GIVEN REQUEST >>
Locate each line in the data below that contains the string "post", treating uppercase and lowercase as distinct, and copy those lines out.

(Stored records)
* begin *

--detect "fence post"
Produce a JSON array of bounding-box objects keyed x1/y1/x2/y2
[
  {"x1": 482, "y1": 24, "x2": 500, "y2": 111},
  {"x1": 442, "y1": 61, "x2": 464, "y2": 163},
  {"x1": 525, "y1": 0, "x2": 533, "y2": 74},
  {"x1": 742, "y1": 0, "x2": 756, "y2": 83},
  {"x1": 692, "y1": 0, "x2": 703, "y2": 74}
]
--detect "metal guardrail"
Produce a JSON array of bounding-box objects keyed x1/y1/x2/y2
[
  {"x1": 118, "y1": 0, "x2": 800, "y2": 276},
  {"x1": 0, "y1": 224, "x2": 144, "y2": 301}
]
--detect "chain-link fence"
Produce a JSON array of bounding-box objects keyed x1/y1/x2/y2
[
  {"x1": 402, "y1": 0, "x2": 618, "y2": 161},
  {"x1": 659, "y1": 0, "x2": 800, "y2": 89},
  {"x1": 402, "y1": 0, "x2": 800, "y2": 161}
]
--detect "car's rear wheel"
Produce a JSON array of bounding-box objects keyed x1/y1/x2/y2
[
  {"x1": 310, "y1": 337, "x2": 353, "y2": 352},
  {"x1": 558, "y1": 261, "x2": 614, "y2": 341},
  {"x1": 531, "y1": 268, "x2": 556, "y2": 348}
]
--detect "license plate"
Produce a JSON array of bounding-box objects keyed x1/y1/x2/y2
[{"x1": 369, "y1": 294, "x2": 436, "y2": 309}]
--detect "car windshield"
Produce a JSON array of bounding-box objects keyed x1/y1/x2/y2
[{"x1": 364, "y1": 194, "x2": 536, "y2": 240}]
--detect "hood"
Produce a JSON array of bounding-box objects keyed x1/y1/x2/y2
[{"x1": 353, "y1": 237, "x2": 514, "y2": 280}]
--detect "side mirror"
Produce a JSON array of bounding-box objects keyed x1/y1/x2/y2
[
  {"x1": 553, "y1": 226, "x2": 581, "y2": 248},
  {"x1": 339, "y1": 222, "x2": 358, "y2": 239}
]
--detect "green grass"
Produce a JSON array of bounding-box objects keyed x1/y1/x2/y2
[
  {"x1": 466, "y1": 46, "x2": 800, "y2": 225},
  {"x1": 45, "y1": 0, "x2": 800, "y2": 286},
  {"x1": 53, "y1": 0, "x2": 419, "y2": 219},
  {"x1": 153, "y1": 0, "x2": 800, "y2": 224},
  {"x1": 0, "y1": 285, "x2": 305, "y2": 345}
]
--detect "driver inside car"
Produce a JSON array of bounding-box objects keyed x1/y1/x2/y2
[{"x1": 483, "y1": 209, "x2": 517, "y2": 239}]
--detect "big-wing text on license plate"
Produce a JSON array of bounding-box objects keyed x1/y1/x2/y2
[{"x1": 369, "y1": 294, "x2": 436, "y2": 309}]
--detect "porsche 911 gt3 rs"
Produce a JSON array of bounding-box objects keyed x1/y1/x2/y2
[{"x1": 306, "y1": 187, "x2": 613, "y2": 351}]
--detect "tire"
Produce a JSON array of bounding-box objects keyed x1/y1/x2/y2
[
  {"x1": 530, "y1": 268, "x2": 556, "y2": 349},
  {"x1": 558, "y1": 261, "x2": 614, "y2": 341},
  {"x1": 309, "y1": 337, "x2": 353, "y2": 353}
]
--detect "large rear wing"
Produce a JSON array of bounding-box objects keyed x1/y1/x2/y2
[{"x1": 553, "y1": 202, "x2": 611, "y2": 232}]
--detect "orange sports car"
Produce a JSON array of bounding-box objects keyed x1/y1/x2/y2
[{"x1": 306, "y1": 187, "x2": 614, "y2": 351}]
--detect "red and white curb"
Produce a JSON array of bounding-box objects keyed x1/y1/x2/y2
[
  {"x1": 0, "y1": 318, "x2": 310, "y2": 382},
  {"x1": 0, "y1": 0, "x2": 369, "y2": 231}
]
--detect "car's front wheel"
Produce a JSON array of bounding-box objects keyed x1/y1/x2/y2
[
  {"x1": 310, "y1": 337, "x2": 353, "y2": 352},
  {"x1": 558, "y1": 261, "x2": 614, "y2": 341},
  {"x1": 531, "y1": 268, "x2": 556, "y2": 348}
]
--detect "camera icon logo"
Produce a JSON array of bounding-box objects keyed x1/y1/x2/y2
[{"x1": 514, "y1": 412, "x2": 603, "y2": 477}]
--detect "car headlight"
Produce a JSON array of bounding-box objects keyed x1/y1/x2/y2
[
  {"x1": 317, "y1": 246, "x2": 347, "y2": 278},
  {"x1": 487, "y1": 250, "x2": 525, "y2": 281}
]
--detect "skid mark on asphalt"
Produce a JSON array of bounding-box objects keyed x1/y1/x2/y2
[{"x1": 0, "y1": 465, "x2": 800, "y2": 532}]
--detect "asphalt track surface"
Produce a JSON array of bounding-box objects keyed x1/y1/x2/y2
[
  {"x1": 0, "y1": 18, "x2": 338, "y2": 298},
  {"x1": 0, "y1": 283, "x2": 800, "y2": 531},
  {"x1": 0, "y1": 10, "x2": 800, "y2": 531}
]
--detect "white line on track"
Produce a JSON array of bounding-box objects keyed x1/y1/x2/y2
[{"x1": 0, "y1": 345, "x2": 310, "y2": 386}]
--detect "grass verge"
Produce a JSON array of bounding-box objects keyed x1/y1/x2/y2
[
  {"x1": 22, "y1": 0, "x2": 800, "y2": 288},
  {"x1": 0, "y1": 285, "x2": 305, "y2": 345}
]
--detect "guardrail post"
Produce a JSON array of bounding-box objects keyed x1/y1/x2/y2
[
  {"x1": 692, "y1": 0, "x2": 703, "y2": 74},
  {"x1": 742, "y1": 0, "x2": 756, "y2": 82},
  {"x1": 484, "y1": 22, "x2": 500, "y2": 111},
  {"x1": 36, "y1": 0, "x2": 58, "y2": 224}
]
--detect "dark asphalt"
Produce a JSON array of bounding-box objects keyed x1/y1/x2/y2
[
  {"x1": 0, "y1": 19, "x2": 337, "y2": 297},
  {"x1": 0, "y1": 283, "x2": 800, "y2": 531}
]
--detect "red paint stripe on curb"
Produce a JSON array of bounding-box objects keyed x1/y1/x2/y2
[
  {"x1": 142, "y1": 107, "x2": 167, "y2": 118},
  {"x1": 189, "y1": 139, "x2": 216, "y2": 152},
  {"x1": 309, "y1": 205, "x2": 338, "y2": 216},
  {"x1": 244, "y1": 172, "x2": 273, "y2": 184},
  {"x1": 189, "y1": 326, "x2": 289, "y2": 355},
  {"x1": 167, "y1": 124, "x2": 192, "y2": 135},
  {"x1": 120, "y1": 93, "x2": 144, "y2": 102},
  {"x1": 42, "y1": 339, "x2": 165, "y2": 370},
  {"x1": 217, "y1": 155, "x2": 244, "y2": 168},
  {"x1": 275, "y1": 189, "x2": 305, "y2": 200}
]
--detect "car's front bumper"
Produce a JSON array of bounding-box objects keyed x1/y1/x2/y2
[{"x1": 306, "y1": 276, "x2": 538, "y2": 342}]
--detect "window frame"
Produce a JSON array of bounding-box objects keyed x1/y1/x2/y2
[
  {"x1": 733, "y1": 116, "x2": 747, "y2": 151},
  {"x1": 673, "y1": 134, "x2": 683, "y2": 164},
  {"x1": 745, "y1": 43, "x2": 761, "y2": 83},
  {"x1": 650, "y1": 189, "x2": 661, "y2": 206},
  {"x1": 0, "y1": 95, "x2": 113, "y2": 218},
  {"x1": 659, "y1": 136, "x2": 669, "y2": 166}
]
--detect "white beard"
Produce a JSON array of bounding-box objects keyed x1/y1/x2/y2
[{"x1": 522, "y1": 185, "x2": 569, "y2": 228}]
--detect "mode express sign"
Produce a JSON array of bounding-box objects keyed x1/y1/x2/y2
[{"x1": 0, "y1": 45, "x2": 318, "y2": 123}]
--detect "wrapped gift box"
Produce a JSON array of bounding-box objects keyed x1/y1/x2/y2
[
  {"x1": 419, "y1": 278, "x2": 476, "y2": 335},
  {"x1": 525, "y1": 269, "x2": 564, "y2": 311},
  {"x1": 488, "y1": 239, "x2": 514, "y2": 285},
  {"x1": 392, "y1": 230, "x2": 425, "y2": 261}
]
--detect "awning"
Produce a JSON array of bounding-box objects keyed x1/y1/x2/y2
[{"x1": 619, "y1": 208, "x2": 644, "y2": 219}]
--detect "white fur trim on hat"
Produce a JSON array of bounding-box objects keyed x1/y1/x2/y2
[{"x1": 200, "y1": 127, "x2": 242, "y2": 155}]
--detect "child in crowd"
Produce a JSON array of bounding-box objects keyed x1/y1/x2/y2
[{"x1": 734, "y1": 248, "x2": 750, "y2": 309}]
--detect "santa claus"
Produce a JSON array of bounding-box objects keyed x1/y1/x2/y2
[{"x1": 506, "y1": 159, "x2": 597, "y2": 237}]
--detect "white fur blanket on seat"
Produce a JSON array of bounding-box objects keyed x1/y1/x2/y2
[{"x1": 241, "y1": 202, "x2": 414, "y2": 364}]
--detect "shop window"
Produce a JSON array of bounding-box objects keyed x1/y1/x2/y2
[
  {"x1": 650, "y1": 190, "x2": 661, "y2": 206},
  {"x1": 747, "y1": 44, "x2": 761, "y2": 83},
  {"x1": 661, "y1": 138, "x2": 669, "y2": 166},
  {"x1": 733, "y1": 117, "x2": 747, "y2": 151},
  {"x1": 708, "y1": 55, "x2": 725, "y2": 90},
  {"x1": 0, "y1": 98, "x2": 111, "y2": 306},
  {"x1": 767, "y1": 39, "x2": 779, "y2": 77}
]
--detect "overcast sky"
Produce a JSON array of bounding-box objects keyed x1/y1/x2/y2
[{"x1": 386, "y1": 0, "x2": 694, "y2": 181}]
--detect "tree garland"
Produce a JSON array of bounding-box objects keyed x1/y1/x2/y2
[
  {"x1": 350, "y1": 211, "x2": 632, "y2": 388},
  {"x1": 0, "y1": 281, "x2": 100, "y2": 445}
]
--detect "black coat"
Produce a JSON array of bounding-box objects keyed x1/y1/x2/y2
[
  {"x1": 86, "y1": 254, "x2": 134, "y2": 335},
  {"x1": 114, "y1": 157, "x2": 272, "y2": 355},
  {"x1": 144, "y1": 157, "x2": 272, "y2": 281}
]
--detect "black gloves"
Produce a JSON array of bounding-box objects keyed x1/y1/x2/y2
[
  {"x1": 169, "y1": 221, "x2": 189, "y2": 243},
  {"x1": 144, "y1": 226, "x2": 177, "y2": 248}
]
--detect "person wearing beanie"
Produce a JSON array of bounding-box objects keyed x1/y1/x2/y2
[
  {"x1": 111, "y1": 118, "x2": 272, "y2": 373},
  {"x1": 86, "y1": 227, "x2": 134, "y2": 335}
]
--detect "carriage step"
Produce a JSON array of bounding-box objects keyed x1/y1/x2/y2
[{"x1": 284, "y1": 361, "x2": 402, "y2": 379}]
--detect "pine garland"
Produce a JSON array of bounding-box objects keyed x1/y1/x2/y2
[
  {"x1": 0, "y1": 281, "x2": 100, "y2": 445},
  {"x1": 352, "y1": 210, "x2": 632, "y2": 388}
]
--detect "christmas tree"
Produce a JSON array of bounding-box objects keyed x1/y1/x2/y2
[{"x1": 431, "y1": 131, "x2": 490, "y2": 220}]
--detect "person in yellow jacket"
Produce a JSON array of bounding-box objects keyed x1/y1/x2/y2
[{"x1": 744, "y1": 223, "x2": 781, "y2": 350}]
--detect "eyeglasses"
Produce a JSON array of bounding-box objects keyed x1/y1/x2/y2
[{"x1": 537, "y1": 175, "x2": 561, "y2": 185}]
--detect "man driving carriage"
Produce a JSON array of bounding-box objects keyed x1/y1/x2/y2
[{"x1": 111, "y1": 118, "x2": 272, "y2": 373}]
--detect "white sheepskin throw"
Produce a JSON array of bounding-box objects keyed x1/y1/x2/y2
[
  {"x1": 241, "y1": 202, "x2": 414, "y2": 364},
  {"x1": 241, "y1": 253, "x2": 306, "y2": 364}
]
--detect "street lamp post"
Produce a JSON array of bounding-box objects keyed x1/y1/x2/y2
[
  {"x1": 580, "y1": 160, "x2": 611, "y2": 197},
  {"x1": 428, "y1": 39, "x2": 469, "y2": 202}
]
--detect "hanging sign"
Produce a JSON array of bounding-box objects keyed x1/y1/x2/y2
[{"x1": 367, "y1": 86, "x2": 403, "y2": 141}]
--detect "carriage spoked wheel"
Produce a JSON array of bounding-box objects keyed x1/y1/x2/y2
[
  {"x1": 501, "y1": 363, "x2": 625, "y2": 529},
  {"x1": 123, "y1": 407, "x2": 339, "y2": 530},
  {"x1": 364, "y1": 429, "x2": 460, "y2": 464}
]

* end *

THE COMPLETED TASK >>
--detect "fence post"
--detect "guardrail post"
--detect "street lamp post"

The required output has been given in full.